#### Resultado esperado:
Reproduza todas as linhas a seguir sem alterar nenhum caractere.

>>

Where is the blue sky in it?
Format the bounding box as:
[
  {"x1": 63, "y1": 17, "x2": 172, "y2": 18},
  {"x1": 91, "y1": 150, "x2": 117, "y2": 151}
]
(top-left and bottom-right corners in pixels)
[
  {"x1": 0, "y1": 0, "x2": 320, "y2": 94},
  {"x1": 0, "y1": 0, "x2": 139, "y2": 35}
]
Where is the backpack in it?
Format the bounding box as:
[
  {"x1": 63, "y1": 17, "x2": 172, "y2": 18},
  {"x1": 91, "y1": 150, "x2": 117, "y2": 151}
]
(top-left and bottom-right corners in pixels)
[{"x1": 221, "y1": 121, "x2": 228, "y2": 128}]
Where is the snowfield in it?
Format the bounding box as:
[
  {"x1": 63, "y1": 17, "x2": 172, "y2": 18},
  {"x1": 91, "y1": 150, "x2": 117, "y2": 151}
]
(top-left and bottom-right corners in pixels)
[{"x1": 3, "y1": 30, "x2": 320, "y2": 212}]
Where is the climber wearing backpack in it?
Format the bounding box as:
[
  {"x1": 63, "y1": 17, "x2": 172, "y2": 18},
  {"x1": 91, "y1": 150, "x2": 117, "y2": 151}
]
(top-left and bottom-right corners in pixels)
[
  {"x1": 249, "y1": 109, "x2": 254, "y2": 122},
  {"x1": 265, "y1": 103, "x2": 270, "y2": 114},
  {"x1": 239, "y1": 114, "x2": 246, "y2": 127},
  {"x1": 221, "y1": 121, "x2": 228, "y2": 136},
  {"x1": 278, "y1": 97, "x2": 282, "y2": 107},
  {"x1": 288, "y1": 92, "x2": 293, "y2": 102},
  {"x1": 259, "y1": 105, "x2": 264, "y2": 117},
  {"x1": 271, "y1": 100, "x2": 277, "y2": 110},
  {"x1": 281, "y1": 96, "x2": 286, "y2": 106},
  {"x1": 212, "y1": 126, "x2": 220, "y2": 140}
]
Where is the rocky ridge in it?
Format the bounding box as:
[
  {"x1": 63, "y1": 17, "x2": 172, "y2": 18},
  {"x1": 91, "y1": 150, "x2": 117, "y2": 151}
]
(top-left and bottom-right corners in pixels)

<<

#### Resposta ao exercício:
Where is the blue sky in it?
Format the bounding box as:
[
  {"x1": 63, "y1": 17, "x2": 172, "y2": 18},
  {"x1": 91, "y1": 150, "x2": 117, "y2": 151}
]
(top-left and bottom-right corners in pixels)
[
  {"x1": 0, "y1": 0, "x2": 320, "y2": 94},
  {"x1": 0, "y1": 0, "x2": 139, "y2": 35}
]
Where is the backpack in it?
Format the bounding box as:
[
  {"x1": 63, "y1": 17, "x2": 172, "y2": 18},
  {"x1": 91, "y1": 150, "x2": 117, "y2": 151}
]
(top-left and bottom-right corners in pixels)
[{"x1": 221, "y1": 121, "x2": 228, "y2": 128}]
Where is the snowfield in it?
Format the bounding box as:
[
  {"x1": 63, "y1": 17, "x2": 172, "y2": 18},
  {"x1": 91, "y1": 150, "x2": 117, "y2": 151}
]
(top-left and bottom-right corners in pixels)
[{"x1": 3, "y1": 30, "x2": 320, "y2": 212}]
Where is the climber wearing backpack in it?
Format the bounding box as:
[
  {"x1": 63, "y1": 17, "x2": 172, "y2": 18},
  {"x1": 91, "y1": 150, "x2": 117, "y2": 151}
]
(top-left and bottom-right corners in pixels)
[
  {"x1": 249, "y1": 109, "x2": 254, "y2": 122},
  {"x1": 265, "y1": 103, "x2": 270, "y2": 114},
  {"x1": 239, "y1": 114, "x2": 246, "y2": 127},
  {"x1": 221, "y1": 121, "x2": 228, "y2": 136},
  {"x1": 278, "y1": 97, "x2": 282, "y2": 107},
  {"x1": 288, "y1": 92, "x2": 293, "y2": 102},
  {"x1": 259, "y1": 105, "x2": 264, "y2": 117},
  {"x1": 271, "y1": 100, "x2": 277, "y2": 110},
  {"x1": 281, "y1": 96, "x2": 286, "y2": 106},
  {"x1": 212, "y1": 126, "x2": 220, "y2": 140}
]
Where is the rocky ridge in it?
Format the bounding box as:
[
  {"x1": 63, "y1": 17, "x2": 172, "y2": 18},
  {"x1": 91, "y1": 150, "x2": 117, "y2": 151}
]
(top-left and bottom-right corners in pixels)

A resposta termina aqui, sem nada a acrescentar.